▸ **Что сделать**:
[A] Продублируйте без изменений фрагмент текста о физиогномике Лафатера: всё начиная с «Weigelt H. Op.» и ниже вплоть до «же. С. 243.».
[B] Напишите следующую часть текста о физиогномике Лафатера, начав сразу после его последнего предложения.

▸ **Выбранный отрывок**:
См. об этом: K"auser A. Die Axt, das Innere aus dem "Auseren zu erkennen. (Kant) // Zeitschrift f"ur Philologie 113. Bd 1994. S. 523–325.

[53]

Ibid. S. 529.

[54]

Weigelt H. Op. cit. S. 115.

[55]

Данилевский Р.Ю. Россия и Швейцария: Литературные связи XVIII–XIX вв. Л., 1984. С. 27.

[56]

Лермонтов М.Ю. Соч.: В 6 т. М., 1957. Т. 6. С. 203.

[57]

Там же. С. 243.

И только после убывания моды на «физиологические очерки», — она была выражением настоящей духовной потребности, в сознании и в литературе, умудренной обилием конкретных наблюдений, произошло размывание устойчивых и закрепленных соответствий внутреннего и внешнего, стал возможен — иной раз нарочитый — разлад между ними, и уже Квазимодо из романа В. Гюго «Собор Парижской Богоматери» есть радикальная попытка сместить и пересмотреть неподвижные представления относительно согласования внешнего и внутреннего. Их гармония ставится под сомнение, — так что писатель должен всякий раз, описывая внешность своего персонажа, начинать почти с начала, отбрасывая прежние рецепты соответствий: конкретное многообразие жизни, какое предполагается в зрелом реализме XIX века, на время поднимается над любыми физиогномическими приемами с их заданностью. Эти приемы обращаются тогда в историко-культурный мотив и начинают принадлежать истории — вновь на тот не слишком длительный период, пока техника устойчивых сопоставлений отступала на задний план писательского создания и рисовалась примитивной и механистичной.

Тем более можно утверждать, что Лафатер — так преломленный и отраженный — присутствует во всей европейской культуре XIX века, — именно благодаря тому, что его физиогномические усилия влились в широкий поток поисков новой личностной самотожде-ственности. Причем личность в это время испытывает свою метаморфозу — со стремительностью, редкостной даже и для новоевропейской культуры. Такая личность далеко позади себя оставила ситуацию, в какой находилась она в 1770-е годы, — однако прежде чем оказаться в новом положении, она должна была как-то совладать с проблемами лафатеровского времени; только после этого и можно было начать самоистолковываться в духе идей «становления», «развития» и т. д. — всего того, что в XIX веке разумелось само собою.

▸ **Исходные данные**:
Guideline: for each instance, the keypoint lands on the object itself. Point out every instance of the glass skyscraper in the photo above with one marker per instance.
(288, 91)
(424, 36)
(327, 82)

▸ **Ответы по заданиям**:
[A]
Weigelt H. Op. cit. S. 115.

[55]

Данилевский Р.Ю. Россия и Швейцария: Литературные связи XVIII–XIX вв. Л., 1984. С. 27.

[56]

Лермонтов М.Ю. Соч.: В 6 т. М., 1957. Т. 6. С. 203.

[57]

Там же. С. 243.

[B]
Едва ли кто лучше позднего Гёте, столь же уравновешенно, оценил заслуги Лафатера — физиогномиста и сердцеведа. В своей автобиографической книге «Кампания во Франции» (о военном походе 1792 года), написанной в самом начале 1820-х годов (вышла в свет в 1822-м), Гёте писал: «Воздействие Лафатера оказалось сильнее, чем можно было предположить; каждый счел себя вправе воображать, что он существо особенное, неповторимое, завершенное. Укрепившись в своей исключительности, он уже считал для себя подобающим включать в комплекс своего драгоценного существования всевозможные чудачества, странности, нелепости. Это удавалось тем легче, что метод Лафатера сводился к рассуждениям об особой природе индивида, а о разуме, царящем над всею природой, и речи не заходило. Стихии религиозности, в которой купался Лафатер, тоже было недостаточно, чтобы умерить ширившуюся самовлюбленность, более того, у верующих даже развивалась на этой почве особенная духовная гордыня, заносчивость, превышавшая заурядную людскую гордость».